# START OF Dataset extract

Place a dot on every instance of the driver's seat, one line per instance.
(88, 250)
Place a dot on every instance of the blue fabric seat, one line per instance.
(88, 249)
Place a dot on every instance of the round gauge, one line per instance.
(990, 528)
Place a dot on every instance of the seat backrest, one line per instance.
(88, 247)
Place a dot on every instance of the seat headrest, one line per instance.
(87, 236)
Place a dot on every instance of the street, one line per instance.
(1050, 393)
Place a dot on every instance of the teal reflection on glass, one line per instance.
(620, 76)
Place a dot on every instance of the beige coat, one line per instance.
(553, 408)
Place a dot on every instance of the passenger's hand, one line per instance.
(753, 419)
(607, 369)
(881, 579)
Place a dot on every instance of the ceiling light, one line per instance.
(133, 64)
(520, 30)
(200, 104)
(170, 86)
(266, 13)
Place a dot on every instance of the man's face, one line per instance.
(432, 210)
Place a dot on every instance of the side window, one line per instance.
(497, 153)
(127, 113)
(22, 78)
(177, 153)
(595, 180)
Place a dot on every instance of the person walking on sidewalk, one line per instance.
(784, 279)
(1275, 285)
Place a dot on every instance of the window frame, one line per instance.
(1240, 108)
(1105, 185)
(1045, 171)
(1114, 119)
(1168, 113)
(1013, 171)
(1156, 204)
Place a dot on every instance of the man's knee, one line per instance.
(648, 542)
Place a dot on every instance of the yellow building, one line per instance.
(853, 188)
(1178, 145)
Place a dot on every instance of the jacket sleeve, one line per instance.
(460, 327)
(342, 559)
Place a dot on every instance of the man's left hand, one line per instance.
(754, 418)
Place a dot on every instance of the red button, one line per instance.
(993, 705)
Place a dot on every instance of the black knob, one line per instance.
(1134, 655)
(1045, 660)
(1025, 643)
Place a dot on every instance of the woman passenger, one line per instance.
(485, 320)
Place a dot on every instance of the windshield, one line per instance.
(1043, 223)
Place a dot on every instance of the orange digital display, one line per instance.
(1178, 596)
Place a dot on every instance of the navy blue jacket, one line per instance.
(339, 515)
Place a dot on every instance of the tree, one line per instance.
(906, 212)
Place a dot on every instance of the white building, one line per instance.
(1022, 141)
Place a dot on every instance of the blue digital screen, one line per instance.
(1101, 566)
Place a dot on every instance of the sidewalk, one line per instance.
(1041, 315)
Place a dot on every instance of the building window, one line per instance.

# END OF Dataset extract

● What you are asked to do
Please edit the entries above by replacing "Place a dot" with "Put a point" wherever it appears, and write them out again with nothing else changed.

● The response
Put a point on every instance of the driver's seat, one line per instance.
(88, 250)
Put a point on every instance of the blue fabric seat, one line per instance.
(88, 249)
Put a point on every instance of the round gauge, one line per instance.
(990, 528)
Put a point on every instance of the seat backrest, one line per instance.
(88, 247)
Put a point on every instance of the seat headrest, one line per instance.
(87, 236)
Put a point on every instance of the street, one line per instance.
(1050, 393)
Put a point on every instance of the teal reflection on glass, one line per instance.
(620, 76)
Put a point on every instance of the beige coat, one line per instance.
(553, 408)
Put a point on every instance of the passenger's hand, one line per instance.
(753, 419)
(607, 369)
(881, 579)
Put a point on every instance of the ceiling light, one line per instance.
(133, 64)
(520, 30)
(200, 104)
(170, 86)
(266, 13)
Put a point on every instance of the man's face, one line per instance.
(432, 210)
Put a point on every instance of the side window, one line per instance.
(497, 153)
(127, 113)
(22, 78)
(177, 153)
(595, 180)
Put a point on every instance of the person walking on sidewalk, one line per instance.
(784, 279)
(1275, 285)
Put a point on every instance of the window frame, one line per instance.
(1240, 108)
(1105, 185)
(1045, 171)
(1114, 119)
(1168, 113)
(1013, 171)
(1156, 204)
Put a point on every instance of the man's knee, one line per instance.
(648, 542)
Put a point on every instance of the yellow building, one line per instance.
(853, 188)
(1178, 145)
Put a point on every instance of the jacket sleeve, one line per instance.
(460, 327)
(342, 559)
Put a point on every instance of the man's left hand, one line per instance.
(754, 418)
Put a point on every instance of the red button, one line per instance.
(993, 705)
Put a point on every instance of the black knob, one line per instance.
(1134, 655)
(1045, 660)
(1025, 643)
Put a point on every instance of the woman passenger, one line per instance.
(485, 320)
Put a point on every instance of the windshield, one line per instance.
(1043, 223)
Put a point on every instance of the orange digital display, one line per instance.
(1178, 596)
Put a point on every instance of the navy blue jacket, one line per instance.
(339, 515)
Put a point on every instance of the tree, one line per instance.
(906, 212)
Put a point on every instance of the white building, one line per instance.
(1022, 141)
Put a point on every instance of the blue digital screen, one line per instance.
(1101, 566)
Put a point on every instance of the sidewalk, one line per instance.
(1041, 315)
Put a point on every instance of the building window, one line per instance.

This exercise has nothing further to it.